▸ WORK TO COMPLETE
Only the lines from the one that contains "Category: rocky riverbank" to the end of the material below are wanted, each duplicated exactly.

▸ DATASET CONTENT
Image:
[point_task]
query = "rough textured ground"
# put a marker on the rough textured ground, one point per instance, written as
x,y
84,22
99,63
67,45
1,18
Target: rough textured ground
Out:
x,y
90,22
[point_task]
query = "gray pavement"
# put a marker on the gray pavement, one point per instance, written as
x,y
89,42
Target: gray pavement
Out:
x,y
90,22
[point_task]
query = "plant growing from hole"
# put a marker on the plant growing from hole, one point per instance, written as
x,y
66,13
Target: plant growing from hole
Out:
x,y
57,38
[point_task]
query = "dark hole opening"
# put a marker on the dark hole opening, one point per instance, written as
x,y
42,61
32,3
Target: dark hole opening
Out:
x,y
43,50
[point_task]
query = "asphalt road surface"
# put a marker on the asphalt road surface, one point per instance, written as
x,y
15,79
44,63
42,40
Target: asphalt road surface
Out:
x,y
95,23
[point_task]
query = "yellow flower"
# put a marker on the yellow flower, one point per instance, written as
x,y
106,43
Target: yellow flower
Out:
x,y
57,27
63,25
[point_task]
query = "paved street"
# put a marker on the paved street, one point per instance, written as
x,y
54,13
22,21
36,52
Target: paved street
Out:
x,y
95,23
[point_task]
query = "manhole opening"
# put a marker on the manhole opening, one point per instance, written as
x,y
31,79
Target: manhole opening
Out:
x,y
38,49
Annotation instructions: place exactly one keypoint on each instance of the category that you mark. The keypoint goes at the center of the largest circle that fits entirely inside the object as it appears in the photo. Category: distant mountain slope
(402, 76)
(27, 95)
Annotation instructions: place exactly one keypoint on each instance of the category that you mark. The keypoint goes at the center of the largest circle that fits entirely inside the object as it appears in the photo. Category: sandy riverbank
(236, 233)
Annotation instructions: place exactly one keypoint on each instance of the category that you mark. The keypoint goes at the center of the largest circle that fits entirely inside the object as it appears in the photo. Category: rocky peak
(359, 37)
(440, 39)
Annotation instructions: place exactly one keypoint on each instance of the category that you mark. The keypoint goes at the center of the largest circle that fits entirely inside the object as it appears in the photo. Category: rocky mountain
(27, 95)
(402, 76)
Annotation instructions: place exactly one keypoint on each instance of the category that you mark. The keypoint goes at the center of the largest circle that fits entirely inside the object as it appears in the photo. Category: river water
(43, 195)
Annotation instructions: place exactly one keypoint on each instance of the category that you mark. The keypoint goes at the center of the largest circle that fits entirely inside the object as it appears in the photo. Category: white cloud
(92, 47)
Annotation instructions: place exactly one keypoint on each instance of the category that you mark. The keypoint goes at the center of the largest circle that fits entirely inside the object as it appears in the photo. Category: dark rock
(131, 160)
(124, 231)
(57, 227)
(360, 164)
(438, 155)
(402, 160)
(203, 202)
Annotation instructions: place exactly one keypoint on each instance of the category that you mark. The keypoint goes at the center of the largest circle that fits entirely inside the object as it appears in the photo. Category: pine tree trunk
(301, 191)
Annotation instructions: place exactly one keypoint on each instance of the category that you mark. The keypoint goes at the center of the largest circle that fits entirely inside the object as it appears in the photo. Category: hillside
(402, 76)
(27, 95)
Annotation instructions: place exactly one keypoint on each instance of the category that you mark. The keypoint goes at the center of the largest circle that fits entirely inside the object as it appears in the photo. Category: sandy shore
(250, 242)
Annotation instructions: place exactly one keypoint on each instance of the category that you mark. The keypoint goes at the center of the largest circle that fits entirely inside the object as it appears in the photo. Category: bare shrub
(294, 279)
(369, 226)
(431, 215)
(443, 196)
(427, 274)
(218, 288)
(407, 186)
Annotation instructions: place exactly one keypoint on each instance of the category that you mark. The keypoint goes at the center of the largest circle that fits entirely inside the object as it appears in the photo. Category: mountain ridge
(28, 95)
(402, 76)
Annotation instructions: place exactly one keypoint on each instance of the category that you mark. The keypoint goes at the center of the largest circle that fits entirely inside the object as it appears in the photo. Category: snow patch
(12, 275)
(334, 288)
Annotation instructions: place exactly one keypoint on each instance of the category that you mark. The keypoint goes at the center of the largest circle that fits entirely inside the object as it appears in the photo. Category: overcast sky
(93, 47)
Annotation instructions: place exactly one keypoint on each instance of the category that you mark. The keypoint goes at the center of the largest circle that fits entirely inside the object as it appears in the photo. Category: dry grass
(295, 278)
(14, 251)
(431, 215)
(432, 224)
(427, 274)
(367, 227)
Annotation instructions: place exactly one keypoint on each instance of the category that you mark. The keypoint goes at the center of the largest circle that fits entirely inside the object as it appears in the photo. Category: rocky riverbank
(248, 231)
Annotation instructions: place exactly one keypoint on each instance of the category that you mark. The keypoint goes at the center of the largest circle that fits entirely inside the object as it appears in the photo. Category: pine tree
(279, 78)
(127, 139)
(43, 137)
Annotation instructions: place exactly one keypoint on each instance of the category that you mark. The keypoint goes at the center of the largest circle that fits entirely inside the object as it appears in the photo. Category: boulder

▸ THE ANSWER
Annotation instructions: place exactly one keypoint on each instance of the category that you mark. The keypoint goes at the center of the largest circle that fits entirely inside the object as it appears in the photo. Category: rocky riverbank
(248, 231)
Annotation instructions: place exactly one keypoint on each instance of the category that you mark. The keypoint goes at the center of the largest circle that fits entirely inside the object as it appears in the photo. Category: pine tree
(279, 78)
(127, 139)
(43, 137)
Annotation instructions: place exactly one keypoint on each instance of the category that you mark. The keypoint goes at the center of the largest circle that fits entirely inside the object as it appears in the photo. Category: boulder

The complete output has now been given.